Write the next part of the passage about the Swedish town of Ronneby, picking up after its final sentence.

══ SUPPLIED PASSAGE ══

Ronneby is a locality and the seat of Ronneby Municipality in Blekinge County, Sweden with 12,029 inhabitants in 2010.

Ronneby is regarded as the heart of "the Garden of Sweden", and in 2005 the park "Brunnsparken" in Ronneby was voted Sweden's most beautiful park. 2006 the park was voted Europe's 4th most beautiful park. The church Heliga Kors kyrka was founded in the 12th century, modified and extended until the 15th century, and badly damaged during Northern Seven Years' War in the 16th century.

History
The city's oldest surviving city privileges are from 1387. The first recorded spelling of the name (around the year 1300) is Rotnæby, "the village upon the roaring (river)", so named because of the rapids on the spot. In the Middle Ages, Ronneby was an important trading and shipping town.

In 1564, Ronneby was the location of a bloody battle during the Northern Seven Years' War between the Swedish and the Danish armies during which the Swedes under King Erik XIV besieged the city, killed many inhabitants (Ronneby Bloodbath) and burnt it to the ground. Erik later reported that "The Water was red from blood of the Danes." The number of victims was heavily exaggerated, for different propagandistic reasons, by both sides.

═══
══ DATA EXCERPTS ══

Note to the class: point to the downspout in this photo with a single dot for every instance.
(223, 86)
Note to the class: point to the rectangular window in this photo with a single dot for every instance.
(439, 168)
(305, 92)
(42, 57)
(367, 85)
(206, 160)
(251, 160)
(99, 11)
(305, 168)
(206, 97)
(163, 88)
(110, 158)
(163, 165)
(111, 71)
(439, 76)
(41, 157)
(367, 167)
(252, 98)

═══

▶ **ANSWER FOR THE TASK**
Following the Treaty of Roskilde in 1658, whereby Blekinge and other southern provinces became Swedish, a navy base was built in Karlskrona – east of Ronneby – which accordingly was granted city rights, while revoking the city rights of Ronneby.

But Ronneby did attract some industries in the 18th century. Besides the industry, it also hosted the Ronneby spa, with water believed to have healing qualities. The park around the spa can still be visited. The first source of chalybeate (ferruginous) water was found in May 1705. But the high period of the spa was in the 19th century.

After a fire in 1864, Ronneby was rebuilt according to a check pattern, which is still the model of today. Ronneby finally regained its city title in 1882. From 1971 it is the seat of the larger Ronneby Municipality.

In the 1970s, the local diving club discovered a shipwreck off the coast of Ronneby that was eventually identified by archaeologists as Gribshunden, a 15th-century Danish warship. The shipwreck is significant as one of the best-preserved wreckages from the early modern period.

Arms

Ronneby did use a coat of arms with the letter R between a star and a crescent at least since 1542. In 1882, the arms were redesigned, with the R substituted with the Ronnebyå River. The same coat of arms is used today by the municipality.

Images

Education
 Knut Hahn Secondary School, a school aimed primarily at students in their late teens. It was completely renovated in 2004, at a cost of well over 100 million SEK (roughly US$16 million). It is funded and run by the Ronneby Municipality. It features most of the national programmes, teaching arts, science, industrial work and economics among many other subjects. It has about 700 students.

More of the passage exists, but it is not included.